= Task details =
Transcribe verbatim every line from the line containing "Expected: a point inside each instance of the pink" to the end of the entries, including both endpoints. Output nothing beyond those lines.

= Raw records =
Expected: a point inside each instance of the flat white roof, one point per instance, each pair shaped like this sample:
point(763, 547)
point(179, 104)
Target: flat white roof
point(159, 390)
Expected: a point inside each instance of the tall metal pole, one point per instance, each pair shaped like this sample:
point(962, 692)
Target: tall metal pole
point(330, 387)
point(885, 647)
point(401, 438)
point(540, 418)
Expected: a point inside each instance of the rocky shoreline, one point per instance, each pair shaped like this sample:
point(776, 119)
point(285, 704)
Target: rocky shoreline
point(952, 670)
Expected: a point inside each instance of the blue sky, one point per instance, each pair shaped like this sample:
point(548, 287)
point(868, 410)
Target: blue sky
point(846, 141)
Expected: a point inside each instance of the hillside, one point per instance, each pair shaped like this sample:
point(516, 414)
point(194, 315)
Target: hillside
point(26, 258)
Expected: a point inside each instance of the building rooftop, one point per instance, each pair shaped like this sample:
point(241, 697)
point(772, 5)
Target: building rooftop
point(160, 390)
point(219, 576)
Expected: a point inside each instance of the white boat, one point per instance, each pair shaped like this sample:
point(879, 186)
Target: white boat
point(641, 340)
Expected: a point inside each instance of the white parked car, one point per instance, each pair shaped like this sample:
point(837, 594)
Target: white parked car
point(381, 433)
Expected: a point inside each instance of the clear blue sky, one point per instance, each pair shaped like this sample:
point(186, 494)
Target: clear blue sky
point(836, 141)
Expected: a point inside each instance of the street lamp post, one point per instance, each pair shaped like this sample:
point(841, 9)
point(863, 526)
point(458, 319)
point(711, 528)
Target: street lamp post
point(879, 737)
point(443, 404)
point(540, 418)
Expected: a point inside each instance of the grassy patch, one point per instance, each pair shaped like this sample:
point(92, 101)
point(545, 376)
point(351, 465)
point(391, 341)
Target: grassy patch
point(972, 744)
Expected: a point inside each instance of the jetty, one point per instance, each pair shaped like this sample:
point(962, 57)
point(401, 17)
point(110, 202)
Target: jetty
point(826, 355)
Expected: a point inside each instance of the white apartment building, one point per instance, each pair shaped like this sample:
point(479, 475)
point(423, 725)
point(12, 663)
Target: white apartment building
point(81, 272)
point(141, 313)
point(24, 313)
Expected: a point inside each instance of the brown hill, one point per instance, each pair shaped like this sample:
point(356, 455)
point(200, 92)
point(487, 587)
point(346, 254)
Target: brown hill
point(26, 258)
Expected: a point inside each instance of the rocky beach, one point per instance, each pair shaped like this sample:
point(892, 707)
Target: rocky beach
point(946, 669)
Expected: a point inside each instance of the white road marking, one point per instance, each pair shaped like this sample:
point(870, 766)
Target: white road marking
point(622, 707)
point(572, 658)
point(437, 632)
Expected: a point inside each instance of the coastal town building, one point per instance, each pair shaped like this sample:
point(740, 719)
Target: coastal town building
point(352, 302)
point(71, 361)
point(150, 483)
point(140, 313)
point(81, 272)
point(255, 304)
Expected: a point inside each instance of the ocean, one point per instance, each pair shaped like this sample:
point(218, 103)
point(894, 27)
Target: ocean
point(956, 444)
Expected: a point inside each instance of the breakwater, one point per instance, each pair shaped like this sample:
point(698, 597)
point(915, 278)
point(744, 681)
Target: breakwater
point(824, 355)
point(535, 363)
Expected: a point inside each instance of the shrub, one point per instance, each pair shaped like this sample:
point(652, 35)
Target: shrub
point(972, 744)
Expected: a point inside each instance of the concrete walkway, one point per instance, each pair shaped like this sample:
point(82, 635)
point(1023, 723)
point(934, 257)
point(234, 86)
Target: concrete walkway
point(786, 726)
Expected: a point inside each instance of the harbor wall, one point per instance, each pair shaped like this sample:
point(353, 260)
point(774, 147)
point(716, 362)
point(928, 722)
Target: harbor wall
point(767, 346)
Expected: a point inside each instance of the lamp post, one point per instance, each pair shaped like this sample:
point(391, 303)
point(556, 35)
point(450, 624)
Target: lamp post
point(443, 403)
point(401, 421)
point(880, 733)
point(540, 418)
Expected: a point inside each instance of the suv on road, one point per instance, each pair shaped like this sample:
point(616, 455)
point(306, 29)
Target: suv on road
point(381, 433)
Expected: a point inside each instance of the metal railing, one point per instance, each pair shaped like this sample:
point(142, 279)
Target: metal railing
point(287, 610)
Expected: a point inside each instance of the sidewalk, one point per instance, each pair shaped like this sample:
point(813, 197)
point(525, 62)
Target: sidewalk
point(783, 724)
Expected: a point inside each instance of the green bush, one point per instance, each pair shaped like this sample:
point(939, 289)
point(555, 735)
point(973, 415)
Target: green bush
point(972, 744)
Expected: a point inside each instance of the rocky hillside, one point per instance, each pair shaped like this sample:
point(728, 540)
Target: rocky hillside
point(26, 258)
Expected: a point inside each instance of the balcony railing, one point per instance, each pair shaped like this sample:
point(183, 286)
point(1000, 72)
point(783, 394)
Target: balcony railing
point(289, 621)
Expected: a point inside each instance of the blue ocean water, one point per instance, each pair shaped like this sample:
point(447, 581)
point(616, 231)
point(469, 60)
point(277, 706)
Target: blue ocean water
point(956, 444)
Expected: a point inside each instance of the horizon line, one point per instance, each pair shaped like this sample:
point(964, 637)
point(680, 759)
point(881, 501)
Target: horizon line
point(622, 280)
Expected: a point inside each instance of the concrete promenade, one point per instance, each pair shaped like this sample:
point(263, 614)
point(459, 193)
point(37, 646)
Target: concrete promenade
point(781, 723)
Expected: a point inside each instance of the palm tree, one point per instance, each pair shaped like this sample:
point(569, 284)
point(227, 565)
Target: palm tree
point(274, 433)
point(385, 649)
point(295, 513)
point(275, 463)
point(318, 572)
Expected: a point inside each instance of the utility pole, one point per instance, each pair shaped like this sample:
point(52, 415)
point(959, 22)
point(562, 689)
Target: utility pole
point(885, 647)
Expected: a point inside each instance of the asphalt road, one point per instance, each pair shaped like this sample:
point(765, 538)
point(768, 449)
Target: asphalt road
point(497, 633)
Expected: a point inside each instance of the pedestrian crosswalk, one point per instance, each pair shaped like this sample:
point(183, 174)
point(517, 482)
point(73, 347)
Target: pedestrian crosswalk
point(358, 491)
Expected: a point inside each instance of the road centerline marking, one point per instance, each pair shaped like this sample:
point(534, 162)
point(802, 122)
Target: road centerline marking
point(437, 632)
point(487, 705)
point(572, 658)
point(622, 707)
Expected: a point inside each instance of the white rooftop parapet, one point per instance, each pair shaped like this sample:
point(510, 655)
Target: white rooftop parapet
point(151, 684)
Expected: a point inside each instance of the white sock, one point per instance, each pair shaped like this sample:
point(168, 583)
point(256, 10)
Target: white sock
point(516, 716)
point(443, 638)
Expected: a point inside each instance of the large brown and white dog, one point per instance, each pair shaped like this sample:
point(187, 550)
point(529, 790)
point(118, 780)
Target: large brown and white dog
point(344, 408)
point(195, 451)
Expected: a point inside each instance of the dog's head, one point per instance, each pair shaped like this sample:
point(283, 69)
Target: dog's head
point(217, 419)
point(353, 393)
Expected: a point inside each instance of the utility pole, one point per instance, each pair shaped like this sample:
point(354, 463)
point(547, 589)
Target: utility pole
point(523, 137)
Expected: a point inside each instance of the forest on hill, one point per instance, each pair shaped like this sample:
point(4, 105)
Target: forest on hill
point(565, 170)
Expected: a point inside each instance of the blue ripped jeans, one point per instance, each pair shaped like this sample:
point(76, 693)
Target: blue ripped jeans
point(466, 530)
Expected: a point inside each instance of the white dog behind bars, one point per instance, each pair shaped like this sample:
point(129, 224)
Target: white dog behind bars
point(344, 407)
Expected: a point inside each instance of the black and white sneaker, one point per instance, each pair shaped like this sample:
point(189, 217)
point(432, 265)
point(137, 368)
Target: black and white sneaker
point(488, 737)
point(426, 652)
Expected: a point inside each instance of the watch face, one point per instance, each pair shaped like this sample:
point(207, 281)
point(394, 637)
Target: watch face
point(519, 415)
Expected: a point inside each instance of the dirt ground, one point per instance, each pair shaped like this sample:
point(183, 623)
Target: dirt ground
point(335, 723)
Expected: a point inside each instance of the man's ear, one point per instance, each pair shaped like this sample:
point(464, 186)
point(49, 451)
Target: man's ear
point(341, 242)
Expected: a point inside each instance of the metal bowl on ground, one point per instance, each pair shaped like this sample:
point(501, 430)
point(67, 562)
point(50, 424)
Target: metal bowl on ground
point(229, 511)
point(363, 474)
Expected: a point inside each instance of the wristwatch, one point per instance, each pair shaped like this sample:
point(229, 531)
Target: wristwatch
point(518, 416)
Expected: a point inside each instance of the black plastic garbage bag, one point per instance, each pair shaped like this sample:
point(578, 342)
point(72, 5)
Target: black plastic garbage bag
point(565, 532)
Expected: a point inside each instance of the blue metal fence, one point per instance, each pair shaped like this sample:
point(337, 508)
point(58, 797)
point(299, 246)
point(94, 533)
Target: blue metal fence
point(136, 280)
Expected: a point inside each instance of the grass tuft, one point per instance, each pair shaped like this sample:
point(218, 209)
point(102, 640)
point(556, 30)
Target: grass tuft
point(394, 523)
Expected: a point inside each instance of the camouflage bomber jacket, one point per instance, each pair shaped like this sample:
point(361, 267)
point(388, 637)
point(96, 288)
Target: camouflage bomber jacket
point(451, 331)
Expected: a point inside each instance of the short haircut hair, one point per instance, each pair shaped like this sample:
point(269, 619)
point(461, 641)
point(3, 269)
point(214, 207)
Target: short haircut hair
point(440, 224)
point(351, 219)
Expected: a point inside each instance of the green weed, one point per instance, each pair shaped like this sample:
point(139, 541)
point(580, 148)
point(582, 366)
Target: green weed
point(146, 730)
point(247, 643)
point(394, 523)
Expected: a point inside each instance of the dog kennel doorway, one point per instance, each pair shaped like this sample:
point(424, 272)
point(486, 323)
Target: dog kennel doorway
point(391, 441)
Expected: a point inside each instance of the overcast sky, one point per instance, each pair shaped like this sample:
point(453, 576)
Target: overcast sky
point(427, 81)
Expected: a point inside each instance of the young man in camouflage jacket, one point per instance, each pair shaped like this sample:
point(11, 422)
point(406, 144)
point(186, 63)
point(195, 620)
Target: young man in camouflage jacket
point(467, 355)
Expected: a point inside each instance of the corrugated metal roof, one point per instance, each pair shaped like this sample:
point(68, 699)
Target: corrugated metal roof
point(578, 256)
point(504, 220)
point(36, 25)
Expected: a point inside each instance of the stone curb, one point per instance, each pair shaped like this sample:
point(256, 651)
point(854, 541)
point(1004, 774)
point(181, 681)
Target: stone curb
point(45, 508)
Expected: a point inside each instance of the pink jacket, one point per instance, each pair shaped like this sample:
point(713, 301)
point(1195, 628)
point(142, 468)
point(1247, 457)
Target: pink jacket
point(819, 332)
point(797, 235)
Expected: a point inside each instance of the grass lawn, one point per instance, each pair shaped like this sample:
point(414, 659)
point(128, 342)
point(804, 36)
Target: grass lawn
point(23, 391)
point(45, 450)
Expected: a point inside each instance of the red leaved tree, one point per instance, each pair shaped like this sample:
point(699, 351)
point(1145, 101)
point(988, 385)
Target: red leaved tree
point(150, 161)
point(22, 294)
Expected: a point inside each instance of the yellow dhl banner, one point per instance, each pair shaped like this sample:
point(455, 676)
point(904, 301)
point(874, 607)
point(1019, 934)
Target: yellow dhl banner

= Solution to this task =
Expected: a point inside each instance of the pink jacket, one point per instance, each pair shaped like this sample:
point(713, 301)
point(1195, 628)
point(142, 468)
point(1247, 457)
Target: pink jacket
point(819, 332)
point(797, 235)
Expected: a point inside each instance of the grass lawn, one point per instance, each pair shaped like this sample:
point(414, 659)
point(128, 342)
point(804, 36)
Target: grass lawn
point(23, 391)
point(45, 450)
Expected: a point inside each instance of the red leaved tree, one point per instance, each pair shaped like this sample:
point(699, 351)
point(1145, 101)
point(988, 385)
Target: red leaved tree
point(150, 161)
point(22, 294)
Expected: a point inside each instance of the yellow dhl banner, one point per instance, each pair shaped like this sample:
point(455, 676)
point(904, 301)
point(874, 607)
point(1019, 934)
Target: yellow dhl banner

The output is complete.